• [Task instructions] All of the data must be output without alteration.

• [Dataset]
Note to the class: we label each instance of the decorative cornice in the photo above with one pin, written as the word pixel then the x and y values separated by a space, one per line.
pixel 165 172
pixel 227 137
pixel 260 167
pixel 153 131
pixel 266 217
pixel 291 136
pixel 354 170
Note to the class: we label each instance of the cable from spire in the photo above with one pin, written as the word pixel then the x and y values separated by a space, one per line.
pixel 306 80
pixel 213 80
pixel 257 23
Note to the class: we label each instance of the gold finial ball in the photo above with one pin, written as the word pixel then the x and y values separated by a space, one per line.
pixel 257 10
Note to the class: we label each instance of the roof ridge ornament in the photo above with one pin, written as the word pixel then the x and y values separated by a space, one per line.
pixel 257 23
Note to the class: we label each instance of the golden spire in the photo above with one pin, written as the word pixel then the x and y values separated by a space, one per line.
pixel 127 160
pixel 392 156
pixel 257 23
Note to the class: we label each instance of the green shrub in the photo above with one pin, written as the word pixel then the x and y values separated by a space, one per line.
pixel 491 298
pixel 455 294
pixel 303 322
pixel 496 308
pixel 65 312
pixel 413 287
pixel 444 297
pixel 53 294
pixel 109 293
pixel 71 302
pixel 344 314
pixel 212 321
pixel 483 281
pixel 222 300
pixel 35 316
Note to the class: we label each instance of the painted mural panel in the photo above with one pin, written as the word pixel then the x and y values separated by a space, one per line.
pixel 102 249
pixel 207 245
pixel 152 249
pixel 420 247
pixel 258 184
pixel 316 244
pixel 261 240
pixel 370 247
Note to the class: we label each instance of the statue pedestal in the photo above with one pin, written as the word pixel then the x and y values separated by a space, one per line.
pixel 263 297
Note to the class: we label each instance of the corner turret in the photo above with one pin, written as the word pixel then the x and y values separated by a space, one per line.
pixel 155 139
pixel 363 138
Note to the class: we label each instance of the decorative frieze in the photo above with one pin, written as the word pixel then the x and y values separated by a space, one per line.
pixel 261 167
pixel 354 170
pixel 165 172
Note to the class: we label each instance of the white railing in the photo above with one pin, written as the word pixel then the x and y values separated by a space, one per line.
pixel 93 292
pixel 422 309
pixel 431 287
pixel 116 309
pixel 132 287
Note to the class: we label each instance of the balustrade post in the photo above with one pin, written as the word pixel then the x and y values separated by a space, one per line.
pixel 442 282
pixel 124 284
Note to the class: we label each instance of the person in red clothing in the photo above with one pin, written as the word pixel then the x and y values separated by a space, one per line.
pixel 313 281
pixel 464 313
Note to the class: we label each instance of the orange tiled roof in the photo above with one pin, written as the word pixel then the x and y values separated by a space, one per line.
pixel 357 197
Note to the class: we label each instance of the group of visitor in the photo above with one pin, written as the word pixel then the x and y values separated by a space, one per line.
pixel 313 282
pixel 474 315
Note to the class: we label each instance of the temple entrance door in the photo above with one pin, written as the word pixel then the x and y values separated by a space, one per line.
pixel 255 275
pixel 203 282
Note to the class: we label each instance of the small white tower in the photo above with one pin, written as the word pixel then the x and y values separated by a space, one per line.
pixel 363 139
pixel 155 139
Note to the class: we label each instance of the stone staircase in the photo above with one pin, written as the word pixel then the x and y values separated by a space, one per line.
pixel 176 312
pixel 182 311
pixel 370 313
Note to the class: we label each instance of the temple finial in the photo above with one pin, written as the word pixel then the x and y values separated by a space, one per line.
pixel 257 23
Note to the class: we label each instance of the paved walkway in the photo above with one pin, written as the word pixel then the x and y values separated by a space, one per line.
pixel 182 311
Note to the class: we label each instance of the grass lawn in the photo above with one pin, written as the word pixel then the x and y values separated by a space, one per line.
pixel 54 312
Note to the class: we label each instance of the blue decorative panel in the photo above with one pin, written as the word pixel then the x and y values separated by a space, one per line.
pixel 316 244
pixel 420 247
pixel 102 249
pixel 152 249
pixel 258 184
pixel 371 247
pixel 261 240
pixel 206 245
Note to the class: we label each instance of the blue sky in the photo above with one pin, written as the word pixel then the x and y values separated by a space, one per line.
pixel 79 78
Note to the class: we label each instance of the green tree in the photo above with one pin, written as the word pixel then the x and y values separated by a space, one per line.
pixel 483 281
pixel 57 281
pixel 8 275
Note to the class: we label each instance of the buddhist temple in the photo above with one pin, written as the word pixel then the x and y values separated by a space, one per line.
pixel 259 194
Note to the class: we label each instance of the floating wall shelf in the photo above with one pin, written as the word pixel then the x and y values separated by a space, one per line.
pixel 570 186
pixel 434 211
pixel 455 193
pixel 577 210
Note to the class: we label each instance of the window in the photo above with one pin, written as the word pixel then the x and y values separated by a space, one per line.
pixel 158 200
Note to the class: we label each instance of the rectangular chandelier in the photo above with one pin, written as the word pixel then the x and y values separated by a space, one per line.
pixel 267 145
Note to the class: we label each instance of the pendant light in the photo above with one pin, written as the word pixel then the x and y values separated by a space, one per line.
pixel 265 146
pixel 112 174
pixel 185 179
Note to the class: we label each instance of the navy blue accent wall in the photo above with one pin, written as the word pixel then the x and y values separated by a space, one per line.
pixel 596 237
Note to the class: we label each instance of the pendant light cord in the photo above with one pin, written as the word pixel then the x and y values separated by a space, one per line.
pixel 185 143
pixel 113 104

• [Answer box]
Note to the class: we label each instance of the decorative cornice in the photo above with one pin, written as the word pixel then the x and y values separated by a space, one per line.
pixel 165 172
pixel 227 137
pixel 260 167
pixel 153 131
pixel 266 217
pixel 291 136
pixel 354 170
Note to the class: we label each instance of the cable from spire in the photo above with one pin, written as the word pixel then the x and y values separated by a space, one per line.
pixel 306 80
pixel 213 80
pixel 257 23
Note to the class: we label each instance of the gold finial ball in the photo above with one pin, written as the word pixel then the x and y values separated by a space, one per line.
pixel 257 10
Note to the class: we label each instance of the roof ridge ornament in the photo above with one pin, written as the word pixel then the x and y values separated by a space, one per line.
pixel 257 23
Note to the class: we label each instance of the golden spire in the photo above with one pin, written as the word pixel then the x and y values separated by a space, one per line.
pixel 127 160
pixel 392 156
pixel 257 23
Note to the class: we label each instance of the green shrub in the photo above with one pin, written as the word pixel then the x and y values separated by a space, one per line.
pixel 491 298
pixel 455 294
pixel 303 322
pixel 496 308
pixel 65 312
pixel 413 287
pixel 444 297
pixel 53 294
pixel 109 293
pixel 71 302
pixel 344 314
pixel 212 321
pixel 483 281
pixel 222 300
pixel 35 316
Note to the class: we label each instance of the painted mural panel in the photo above with one pin, written as the word pixel then the x and y values separated by a space, one per line.
pixel 102 249
pixel 207 245
pixel 152 249
pixel 420 247
pixel 258 184
pixel 316 244
pixel 261 240
pixel 370 247
Note to the class: we label each instance of the statue pedestal in the photo above with one pin, written as the word pixel then the x and y values separated by a space, one per line.
pixel 263 297
Note to the class: we label each instance of the corner turret in the photo above with one pin, written as the word pixel then the x and y values separated by a space, one per line.
pixel 155 139
pixel 363 138
Note to the class: we label each instance of the decorative frieze in the photo above with one pin, written as the word pixel then the x and y values separated by a space, one per line.
pixel 261 167
pixel 354 170
pixel 165 172
Note to the class: we label each instance of the white railing in the photo above with one pin, written as the word pixel then the x and y values separated by a space, one per line.
pixel 93 292
pixel 422 309
pixel 431 287
pixel 116 309
pixel 132 287
Note to the class: we label each instance of the balustrade post in the photo above with one pin, written as the word pixel then the x and y values separated by a space, one per line.
pixel 442 282
pixel 124 284
Note to the class: we label each instance of the person in red clothing in the photo above with one pin, written as the word pixel then the x and y values separated by a space, one per line.
pixel 313 281
pixel 464 313
Note to the class: we label each instance of the orange tiled roof in the photo above with one pin, written as the word pixel then the x and y values separated by a space, one per line.
pixel 357 197
Note to the class: we label each instance of the group of visitor in the photo above with one pin, written as the word pixel then the x and y values separated by a space, one per line.
pixel 313 282
pixel 474 315
Note to the class: we label each instance of the temple entrance door in the photo above with one pin, written as the word pixel then the x and y values separated by a space, one per line.
pixel 255 275
pixel 203 282
Note to the class: we label each instance of the small white tower in the photo above with one pin, written as the word pixel then the x and y values separated by a space, one per line.
pixel 363 139
pixel 155 139
Note to the class: we label each instance of the stone staircase in the photo above with one pin, written as the word pixel then the x and y values separated by a space, one per line.
pixel 176 312
pixel 182 311
pixel 370 313
Note to the class: we label each instance of the temple finial in the photo above with one pin, written as the word pixel then the x and y values separated by a space, one per line.
pixel 257 23
Note to the class: we label each instance of the paved walkway in the photo above with one pin, written as the word pixel then the x and y values separated by a space, one per line.
pixel 182 311
Note to the class: we label each instance of the grass lawn in the photo above with one pin, written as the word pixel then the x and y values separated by a space, one per line.
pixel 54 312
Note to the class: we label each instance of the blue decorative panel in the photo above with one pin, written as the word pixel then the x and y values separated by a space, one per line.
pixel 316 244
pixel 420 247
pixel 102 249
pixel 152 249
pixel 258 184
pixel 371 247
pixel 261 240
pixel 206 245
Note to the class: we label each instance of the blue sky in the photo above with one pin, written as the word pixel then the x and y values separated by a space, one per line.
pixel 79 78
Note to the class: we label each instance of the green tree in the photo above with one pin, written as the word pixel then the x and y values separated by a space, one per line.
pixel 483 281
pixel 57 281
pixel 8 275
Note to the class: we label each instance of the buddhist temple in the photo above with one pin, written as the word pixel then the x and y values separated by a space, one per line.
pixel 259 194
Note to the class: we label each instance of the floating wall shelf in the photo above with one pin, written as the word pixel then the x and y values separated by a space, one per line.
pixel 570 186
pixel 434 211
pixel 455 193
pixel 577 210
Note to the class: we label each instance of the window in the photo above with one pin, written as the word pixel then the x and y values separated by a space, one per line.
pixel 158 200
Note to the class: we label each instance of the rectangular chandelier in the photo above with one pin, written as the word pixel then the x and y values separated by a space, one per line.
pixel 267 145
Note to the class: we label each instance of the pendant light in the photo above with one pin, written as the word pixel then the x and y values separated by a space, one per line.
pixel 265 146
pixel 112 174
pixel 185 179
Note to the class: we label each instance of the navy blue accent wall in the photo above with one pin, written as the word pixel then the x and y values separated by a space, one per line.
pixel 596 237
Note to the class: we label each instance of the pendant light cord in the photo above with one pin, written as the word pixel then the x and y values separated by a space, one per line.
pixel 185 143
pixel 113 104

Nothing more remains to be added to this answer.